- MATERIAL PROVIDED:
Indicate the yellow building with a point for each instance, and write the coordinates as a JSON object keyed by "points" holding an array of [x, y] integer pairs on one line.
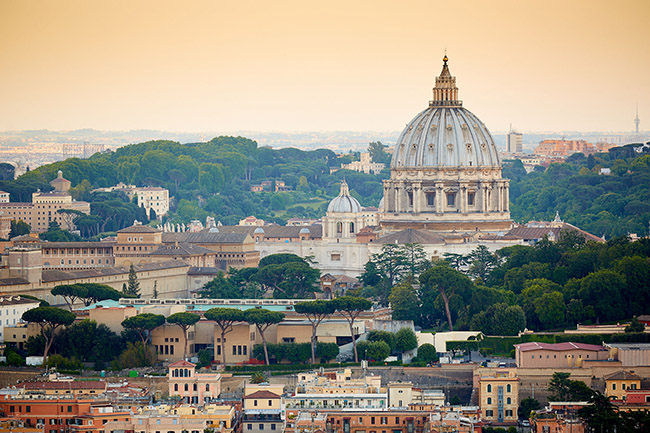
{"points": [[498, 394], [617, 384], [192, 387], [45, 207]]}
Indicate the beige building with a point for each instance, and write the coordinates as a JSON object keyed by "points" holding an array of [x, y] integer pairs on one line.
{"points": [[560, 355], [364, 165], [45, 207], [617, 384], [498, 394], [190, 386], [630, 354]]}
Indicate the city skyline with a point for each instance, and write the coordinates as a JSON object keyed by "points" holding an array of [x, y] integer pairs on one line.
{"points": [[212, 66]]}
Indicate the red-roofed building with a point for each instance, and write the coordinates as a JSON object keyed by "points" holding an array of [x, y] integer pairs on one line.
{"points": [[559, 355]]}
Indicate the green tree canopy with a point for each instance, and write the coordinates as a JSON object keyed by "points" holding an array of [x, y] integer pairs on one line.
{"points": [[143, 324], [184, 320], [225, 318], [49, 319]]}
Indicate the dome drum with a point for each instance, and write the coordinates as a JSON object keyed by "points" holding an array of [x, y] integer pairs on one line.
{"points": [[445, 170]]}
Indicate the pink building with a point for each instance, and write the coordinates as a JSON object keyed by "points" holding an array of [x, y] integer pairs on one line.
{"points": [[559, 355], [193, 387]]}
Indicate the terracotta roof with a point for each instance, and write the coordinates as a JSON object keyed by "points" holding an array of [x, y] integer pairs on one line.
{"points": [[205, 237], [16, 300], [100, 244], [44, 385], [55, 275], [204, 271], [12, 281], [139, 229], [559, 347], [182, 363], [411, 236], [622, 375], [184, 249], [262, 394]]}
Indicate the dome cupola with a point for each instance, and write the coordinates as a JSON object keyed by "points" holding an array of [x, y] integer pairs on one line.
{"points": [[344, 202], [445, 134]]}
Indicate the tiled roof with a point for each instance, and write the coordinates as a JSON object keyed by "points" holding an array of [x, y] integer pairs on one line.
{"points": [[412, 236], [204, 238], [622, 375], [55, 275], [16, 300], [139, 229], [261, 395], [559, 347], [12, 281], [182, 363], [183, 249], [43, 385]]}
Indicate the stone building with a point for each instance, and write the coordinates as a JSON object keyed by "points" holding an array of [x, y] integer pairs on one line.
{"points": [[45, 207], [445, 171]]}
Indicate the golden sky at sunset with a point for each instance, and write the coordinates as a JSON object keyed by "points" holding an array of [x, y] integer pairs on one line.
{"points": [[327, 65]]}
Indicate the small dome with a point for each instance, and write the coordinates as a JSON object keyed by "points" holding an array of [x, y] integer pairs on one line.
{"points": [[344, 202]]}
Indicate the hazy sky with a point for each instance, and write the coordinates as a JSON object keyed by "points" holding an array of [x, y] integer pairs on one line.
{"points": [[320, 65]]}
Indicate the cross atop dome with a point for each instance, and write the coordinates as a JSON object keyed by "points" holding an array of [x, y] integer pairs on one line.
{"points": [[445, 93]]}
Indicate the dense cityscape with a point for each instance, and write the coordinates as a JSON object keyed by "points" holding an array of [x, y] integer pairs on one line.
{"points": [[442, 278]]}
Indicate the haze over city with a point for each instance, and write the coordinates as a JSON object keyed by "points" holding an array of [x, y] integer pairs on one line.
{"points": [[296, 66]]}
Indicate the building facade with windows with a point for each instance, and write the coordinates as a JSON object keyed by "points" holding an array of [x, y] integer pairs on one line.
{"points": [[498, 392], [190, 386]]}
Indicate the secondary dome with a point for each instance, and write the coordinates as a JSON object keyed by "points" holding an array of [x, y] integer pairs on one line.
{"points": [[344, 202], [445, 134]]}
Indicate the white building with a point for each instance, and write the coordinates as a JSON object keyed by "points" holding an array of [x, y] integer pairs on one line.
{"points": [[12, 309], [364, 165]]}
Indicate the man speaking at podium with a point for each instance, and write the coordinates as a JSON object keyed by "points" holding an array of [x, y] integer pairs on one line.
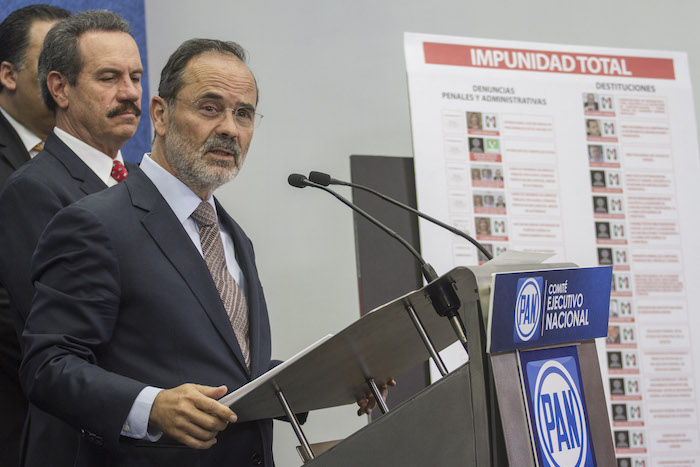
{"points": [[151, 285]]}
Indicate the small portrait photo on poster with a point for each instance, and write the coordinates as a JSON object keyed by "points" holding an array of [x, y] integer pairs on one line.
{"points": [[619, 412], [602, 230], [590, 102], [476, 144], [613, 335], [474, 121], [615, 360], [595, 153], [617, 386], [605, 257], [593, 127], [483, 225], [598, 178], [600, 204]]}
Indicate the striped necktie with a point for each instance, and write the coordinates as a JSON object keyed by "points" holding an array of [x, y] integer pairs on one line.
{"points": [[231, 294]]}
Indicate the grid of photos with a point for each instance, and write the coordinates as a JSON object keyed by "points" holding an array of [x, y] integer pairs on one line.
{"points": [[487, 182], [612, 249]]}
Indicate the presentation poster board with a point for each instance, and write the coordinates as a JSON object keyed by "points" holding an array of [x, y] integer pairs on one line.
{"points": [[589, 154]]}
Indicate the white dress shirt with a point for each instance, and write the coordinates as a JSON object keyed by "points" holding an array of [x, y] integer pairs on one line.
{"points": [[99, 162]]}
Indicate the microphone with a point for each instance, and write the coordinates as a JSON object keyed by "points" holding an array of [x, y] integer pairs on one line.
{"points": [[440, 290], [300, 181], [325, 180]]}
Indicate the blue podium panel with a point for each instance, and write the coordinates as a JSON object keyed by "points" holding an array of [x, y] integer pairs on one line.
{"points": [[548, 307], [557, 407]]}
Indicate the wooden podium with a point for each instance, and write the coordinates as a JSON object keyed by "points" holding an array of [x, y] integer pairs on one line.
{"points": [[474, 416]]}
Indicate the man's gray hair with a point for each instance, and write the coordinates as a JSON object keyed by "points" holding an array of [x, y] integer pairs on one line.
{"points": [[172, 78], [61, 51], [14, 31]]}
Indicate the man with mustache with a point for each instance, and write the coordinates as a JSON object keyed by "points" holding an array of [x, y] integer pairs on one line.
{"points": [[150, 286], [90, 78]]}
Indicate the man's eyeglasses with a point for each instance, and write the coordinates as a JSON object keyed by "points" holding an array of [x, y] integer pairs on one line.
{"points": [[245, 117]]}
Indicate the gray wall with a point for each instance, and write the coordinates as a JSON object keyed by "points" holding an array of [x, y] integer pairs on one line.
{"points": [[332, 81]]}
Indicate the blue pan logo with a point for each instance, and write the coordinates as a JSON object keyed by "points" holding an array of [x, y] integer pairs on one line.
{"points": [[560, 417], [527, 308]]}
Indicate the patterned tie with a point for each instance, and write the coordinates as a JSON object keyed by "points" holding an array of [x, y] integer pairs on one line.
{"points": [[119, 172], [229, 291]]}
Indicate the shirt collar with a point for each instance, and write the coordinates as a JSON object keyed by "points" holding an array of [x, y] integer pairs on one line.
{"points": [[99, 162], [29, 139], [179, 197]]}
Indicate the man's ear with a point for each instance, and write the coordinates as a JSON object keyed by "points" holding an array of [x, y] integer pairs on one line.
{"points": [[8, 76], [160, 116], [58, 87]]}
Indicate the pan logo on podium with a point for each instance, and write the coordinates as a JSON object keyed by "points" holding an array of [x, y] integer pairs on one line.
{"points": [[527, 308], [549, 307], [560, 417], [557, 407]]}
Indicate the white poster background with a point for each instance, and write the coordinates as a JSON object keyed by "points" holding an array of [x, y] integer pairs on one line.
{"points": [[638, 208]]}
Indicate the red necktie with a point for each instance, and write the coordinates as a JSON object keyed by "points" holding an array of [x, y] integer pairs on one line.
{"points": [[119, 172]]}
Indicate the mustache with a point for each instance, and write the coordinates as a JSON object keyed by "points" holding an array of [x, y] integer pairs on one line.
{"points": [[123, 107], [218, 141]]}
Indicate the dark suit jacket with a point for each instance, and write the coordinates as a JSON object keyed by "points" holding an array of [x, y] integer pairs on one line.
{"points": [[13, 404], [124, 301], [30, 198]]}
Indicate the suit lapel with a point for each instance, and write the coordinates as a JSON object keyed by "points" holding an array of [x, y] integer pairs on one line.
{"points": [[246, 260], [11, 147], [171, 237], [89, 181]]}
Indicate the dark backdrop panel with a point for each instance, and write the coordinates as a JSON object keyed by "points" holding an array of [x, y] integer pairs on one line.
{"points": [[133, 12], [386, 269]]}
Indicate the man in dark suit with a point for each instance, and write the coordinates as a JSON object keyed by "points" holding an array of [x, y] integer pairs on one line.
{"points": [[97, 108], [24, 123], [149, 286]]}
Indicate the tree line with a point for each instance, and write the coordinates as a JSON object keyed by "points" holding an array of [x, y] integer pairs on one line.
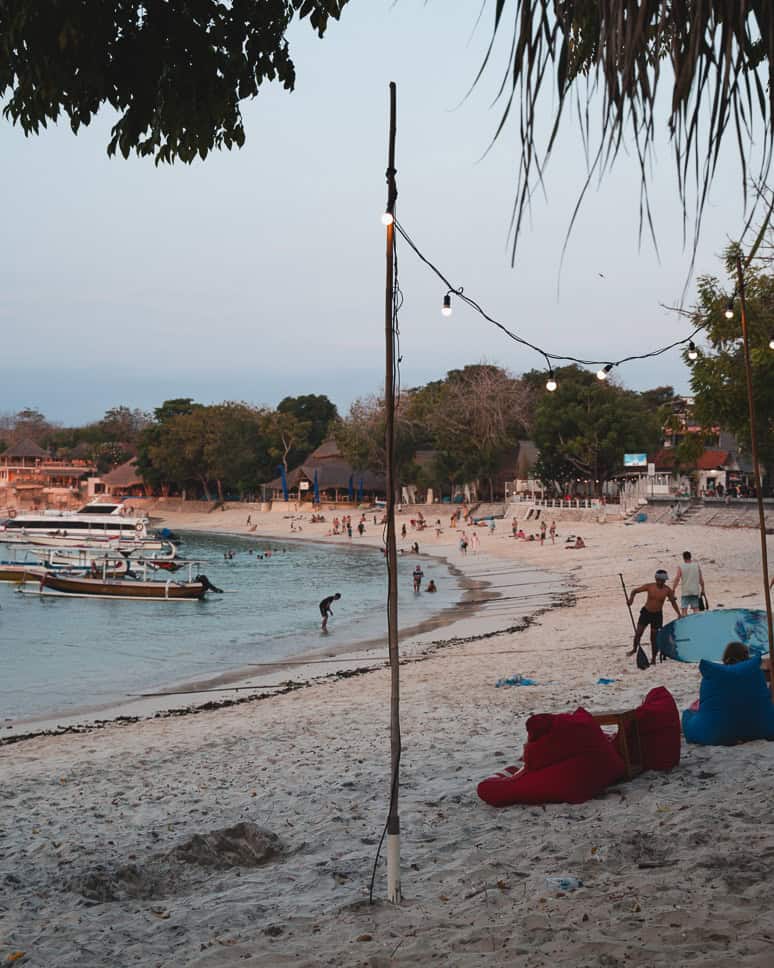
{"points": [[464, 428]]}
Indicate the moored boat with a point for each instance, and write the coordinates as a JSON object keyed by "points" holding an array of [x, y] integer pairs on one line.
{"points": [[127, 587], [98, 520]]}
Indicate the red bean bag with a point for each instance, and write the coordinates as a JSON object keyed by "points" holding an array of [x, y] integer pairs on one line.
{"points": [[658, 719], [567, 759]]}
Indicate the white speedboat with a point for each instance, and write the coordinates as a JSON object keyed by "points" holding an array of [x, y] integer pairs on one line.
{"points": [[95, 525]]}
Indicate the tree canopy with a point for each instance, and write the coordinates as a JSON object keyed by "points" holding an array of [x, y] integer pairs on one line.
{"points": [[584, 428], [717, 376], [175, 71]]}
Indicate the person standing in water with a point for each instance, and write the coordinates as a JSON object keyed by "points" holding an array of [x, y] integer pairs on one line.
{"points": [[652, 613], [326, 610]]}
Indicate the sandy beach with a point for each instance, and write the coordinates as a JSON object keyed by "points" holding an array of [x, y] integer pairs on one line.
{"points": [[103, 852]]}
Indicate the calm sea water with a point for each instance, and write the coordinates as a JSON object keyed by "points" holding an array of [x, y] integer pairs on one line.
{"points": [[59, 654]]}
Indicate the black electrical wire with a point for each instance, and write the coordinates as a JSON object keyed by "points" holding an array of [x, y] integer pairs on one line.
{"points": [[546, 354]]}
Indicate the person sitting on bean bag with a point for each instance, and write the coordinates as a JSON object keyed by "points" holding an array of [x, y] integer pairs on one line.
{"points": [[734, 701]]}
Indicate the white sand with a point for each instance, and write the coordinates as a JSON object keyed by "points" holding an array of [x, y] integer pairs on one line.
{"points": [[676, 867]]}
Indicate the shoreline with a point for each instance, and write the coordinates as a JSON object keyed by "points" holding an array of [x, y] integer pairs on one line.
{"points": [[222, 690], [671, 864]]}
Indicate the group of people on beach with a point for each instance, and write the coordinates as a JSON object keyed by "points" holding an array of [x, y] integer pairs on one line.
{"points": [[658, 592]]}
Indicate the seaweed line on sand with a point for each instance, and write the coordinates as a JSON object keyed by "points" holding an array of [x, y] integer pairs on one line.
{"points": [[566, 600]]}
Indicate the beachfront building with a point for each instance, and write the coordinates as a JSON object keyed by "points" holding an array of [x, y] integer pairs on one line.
{"points": [[123, 481], [31, 478], [337, 479]]}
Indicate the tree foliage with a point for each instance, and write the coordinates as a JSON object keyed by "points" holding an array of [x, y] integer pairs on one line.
{"points": [[718, 58], [175, 71], [717, 376], [584, 428]]}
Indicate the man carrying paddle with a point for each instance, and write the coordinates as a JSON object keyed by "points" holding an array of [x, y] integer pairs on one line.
{"points": [[652, 613]]}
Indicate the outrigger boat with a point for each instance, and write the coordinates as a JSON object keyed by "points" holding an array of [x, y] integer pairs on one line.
{"points": [[132, 586], [85, 565]]}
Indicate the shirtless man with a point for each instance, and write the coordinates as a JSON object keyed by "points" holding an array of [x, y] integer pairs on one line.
{"points": [[652, 614], [326, 610]]}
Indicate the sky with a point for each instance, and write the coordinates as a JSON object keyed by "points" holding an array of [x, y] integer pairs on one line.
{"points": [[259, 273]]}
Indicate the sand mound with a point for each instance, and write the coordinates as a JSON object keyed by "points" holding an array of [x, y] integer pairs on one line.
{"points": [[243, 845]]}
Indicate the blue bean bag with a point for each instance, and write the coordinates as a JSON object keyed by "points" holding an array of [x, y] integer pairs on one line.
{"points": [[734, 705]]}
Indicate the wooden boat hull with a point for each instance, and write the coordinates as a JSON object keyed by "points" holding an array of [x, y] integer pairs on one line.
{"points": [[119, 588]]}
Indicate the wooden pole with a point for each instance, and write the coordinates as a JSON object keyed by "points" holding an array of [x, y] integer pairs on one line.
{"points": [[393, 819], [756, 464]]}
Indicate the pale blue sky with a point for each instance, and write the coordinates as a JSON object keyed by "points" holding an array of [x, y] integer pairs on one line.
{"points": [[260, 273]]}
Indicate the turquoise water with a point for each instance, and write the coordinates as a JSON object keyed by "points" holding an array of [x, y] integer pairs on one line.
{"points": [[58, 655]]}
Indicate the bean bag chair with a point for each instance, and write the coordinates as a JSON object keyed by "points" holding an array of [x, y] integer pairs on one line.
{"points": [[734, 705], [658, 722], [567, 759]]}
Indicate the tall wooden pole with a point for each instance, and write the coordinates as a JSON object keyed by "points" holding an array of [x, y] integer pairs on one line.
{"points": [[756, 464], [393, 819]]}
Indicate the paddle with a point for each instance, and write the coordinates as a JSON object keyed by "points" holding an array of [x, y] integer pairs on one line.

- WORK REQUEST: Lines from the one containing "Indicate the wooden boat" through the final line of the entries are the only ones to print, and each must match exactly.

- TASK ANSWER:
Indicate the wooden boat hull with a point for each instance, and write the coordinates as a JSON object keyed by "points" holding an array of [x, y] integer pairs on one line.
{"points": [[119, 588]]}
Indicate the wooden pole with a point for each instance, and write the coordinates as a JSON object keyed by "points" holding an array of [x, y] integer pairs on one line.
{"points": [[393, 819], [756, 464]]}
Indicate the pale blue sky with a point for each instance, and write the coordinates as a JSON object keyed by "points" holding an array of [x, y] integer pairs on one line.
{"points": [[260, 273]]}
Indicate the turquoise water with a point for each instance, and write the coordinates as a JSON object keyed by "points" holding an array of [x, y] integer pairs on one line.
{"points": [[58, 655]]}
Indicate the bean bag chair with a point for each instance, and write the coordinates as a JSON object keyed by "points" holding an array of [x, y] integer pairs on one line.
{"points": [[734, 705], [658, 722], [567, 759]]}
Indicate the tall wooden pole with a point for each instance, and write the coordinates as a JSON object keyed by "points" holding an array of [x, y] integer pairs on one line.
{"points": [[756, 464], [393, 819]]}
Indicate the paddle with a point for each instance, and write the coordinates as a JSON object keyed by "points" holding an array of [x, y] integer pairs on one line.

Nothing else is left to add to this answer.